*TASK PROMPT*
Make an exact copy of the lines from the one containing "For every instance of the white cloud, drop" to the end of the records below, and leave out everything else.

*EXCERPTED DATA*
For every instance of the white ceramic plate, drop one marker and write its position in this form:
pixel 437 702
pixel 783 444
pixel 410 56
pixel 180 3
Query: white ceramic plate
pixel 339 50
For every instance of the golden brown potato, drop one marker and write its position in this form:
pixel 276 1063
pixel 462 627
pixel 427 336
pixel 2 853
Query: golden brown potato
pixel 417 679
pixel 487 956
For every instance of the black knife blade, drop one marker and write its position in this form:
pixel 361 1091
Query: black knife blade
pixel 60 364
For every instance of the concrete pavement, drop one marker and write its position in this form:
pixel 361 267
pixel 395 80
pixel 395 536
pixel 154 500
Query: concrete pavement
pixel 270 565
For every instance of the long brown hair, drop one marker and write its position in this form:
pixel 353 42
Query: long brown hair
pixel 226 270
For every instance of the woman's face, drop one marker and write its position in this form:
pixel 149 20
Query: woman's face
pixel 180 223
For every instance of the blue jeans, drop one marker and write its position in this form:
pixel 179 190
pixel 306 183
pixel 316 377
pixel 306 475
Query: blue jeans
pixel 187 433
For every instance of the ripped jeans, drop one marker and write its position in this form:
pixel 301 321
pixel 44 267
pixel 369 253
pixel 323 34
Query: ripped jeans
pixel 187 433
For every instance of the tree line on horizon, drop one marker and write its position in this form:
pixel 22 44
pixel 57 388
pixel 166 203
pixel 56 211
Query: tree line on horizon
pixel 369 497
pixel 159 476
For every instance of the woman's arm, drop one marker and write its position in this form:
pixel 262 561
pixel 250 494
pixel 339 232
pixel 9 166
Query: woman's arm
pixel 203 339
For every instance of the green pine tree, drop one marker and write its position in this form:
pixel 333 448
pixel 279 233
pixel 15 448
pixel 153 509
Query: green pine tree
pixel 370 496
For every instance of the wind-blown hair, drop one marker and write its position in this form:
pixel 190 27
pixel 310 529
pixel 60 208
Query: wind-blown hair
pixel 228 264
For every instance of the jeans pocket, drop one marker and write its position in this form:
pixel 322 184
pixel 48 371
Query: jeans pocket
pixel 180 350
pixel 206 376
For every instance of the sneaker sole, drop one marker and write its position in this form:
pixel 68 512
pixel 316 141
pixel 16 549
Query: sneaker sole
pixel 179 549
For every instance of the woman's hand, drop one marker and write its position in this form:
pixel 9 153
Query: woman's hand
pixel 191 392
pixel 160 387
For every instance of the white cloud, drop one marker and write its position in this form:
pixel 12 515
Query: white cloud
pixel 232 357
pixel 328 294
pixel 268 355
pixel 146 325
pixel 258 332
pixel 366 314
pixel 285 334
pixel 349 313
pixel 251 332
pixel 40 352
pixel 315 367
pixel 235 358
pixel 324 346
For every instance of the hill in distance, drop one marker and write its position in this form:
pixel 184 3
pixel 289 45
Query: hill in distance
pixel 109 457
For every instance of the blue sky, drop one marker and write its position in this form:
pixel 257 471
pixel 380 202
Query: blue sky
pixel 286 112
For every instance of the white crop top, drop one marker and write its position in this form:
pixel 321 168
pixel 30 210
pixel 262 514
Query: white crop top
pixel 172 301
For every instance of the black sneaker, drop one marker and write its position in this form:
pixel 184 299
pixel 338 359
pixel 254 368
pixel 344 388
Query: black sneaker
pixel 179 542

*THE ANSWER*
For every instance of the white cloud, drop one marker and write its position in this form:
pixel 12 515
Query: white cloud
pixel 232 357
pixel 328 294
pixel 268 355
pixel 146 325
pixel 258 332
pixel 366 314
pixel 285 334
pixel 349 313
pixel 251 332
pixel 40 352
pixel 315 367
pixel 235 358
pixel 324 346
For every instance of the hill in distance, drop one marker and write its position in this form:
pixel 184 3
pixel 289 45
Query: hill in distance
pixel 109 457
For every instance of the blue sky, drop one marker and write its position in this form:
pixel 257 471
pixel 380 202
Query: blue sky
pixel 286 112
For every instance of the white crop top, drop one marker and write its position in this form:
pixel 321 168
pixel 30 210
pixel 262 514
Query: white crop top
pixel 172 301
For every instance of the black sneaker, drop one marker and write its position in this form:
pixel 184 299
pixel 338 359
pixel 254 368
pixel 344 388
Query: black sneaker
pixel 179 542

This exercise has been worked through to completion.